TEXT —
+ + + +
# It's been over a year.



## Sukey (Feb 29, 2008)

And I still miss Sukey; to the point I cry over little things like seeing kittens in a petstore. I just miss him so much. I'd had him since I was three, his death was so sudden and unforeseen. I get so mad people abandon their cats, it seems all I want is to have mine back. Is grief like this normal? Just thinking about him, like now, is making me cry.


----------



## Mitts & Tess (Sep 4, 2004)

It sounds like you had a strong bond with Sukey. What a gift each cat is, in our lives journey. You will see him again. Im sure he knew your deep love for him. My heart goes out to you.


----------



## Sukey (Feb 29, 2008)

The funny thing is Sukey was one of those big, tough males who will purr when you pet them...and suddenly realize they dropped the tough-guy act for a few minutes and then he'd attack your hand. He was a pretty standoffish kinda guy. Picture attacking ankles from under chairs, then that same cat coming crawling up on your chest purring when you have warm milk. :lol: Ahh that cat...


----------



## salsachick (Aug 4, 2009)

He sounds like a great cat! Every single one of them is so unique they really do leave little paw prints on our hearts.

I think it's okay to still be sad. Babette is still the wall paper on my telephone. I can't bring myself to change it.


----------
+ + + +
TASK INSTRUCTIONS —
In the thread about missing Sukey, how old was the first poster when Sukey came into their life?
+ + + +
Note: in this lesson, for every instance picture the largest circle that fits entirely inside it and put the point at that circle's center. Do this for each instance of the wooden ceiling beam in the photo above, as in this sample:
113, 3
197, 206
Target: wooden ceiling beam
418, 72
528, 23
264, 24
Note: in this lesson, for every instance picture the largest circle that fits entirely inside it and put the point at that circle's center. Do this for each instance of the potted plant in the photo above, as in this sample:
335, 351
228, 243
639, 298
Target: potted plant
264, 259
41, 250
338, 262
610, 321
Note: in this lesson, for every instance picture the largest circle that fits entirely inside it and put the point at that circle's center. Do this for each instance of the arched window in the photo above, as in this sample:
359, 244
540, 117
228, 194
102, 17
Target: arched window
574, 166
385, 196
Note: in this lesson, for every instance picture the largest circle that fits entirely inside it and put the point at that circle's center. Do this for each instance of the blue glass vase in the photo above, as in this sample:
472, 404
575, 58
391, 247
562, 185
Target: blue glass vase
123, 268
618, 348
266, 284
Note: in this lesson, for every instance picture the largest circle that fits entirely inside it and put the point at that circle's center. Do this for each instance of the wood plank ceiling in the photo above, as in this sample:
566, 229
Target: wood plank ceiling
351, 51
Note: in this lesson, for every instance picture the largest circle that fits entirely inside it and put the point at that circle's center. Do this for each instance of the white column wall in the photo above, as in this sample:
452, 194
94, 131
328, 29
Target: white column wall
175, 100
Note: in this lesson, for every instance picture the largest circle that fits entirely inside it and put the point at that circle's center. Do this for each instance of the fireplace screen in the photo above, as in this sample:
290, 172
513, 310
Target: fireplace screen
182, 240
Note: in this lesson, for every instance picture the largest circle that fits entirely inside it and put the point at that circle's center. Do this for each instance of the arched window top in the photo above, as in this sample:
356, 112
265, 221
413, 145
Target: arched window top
+ + + +
ANSWER BELOW —
Three.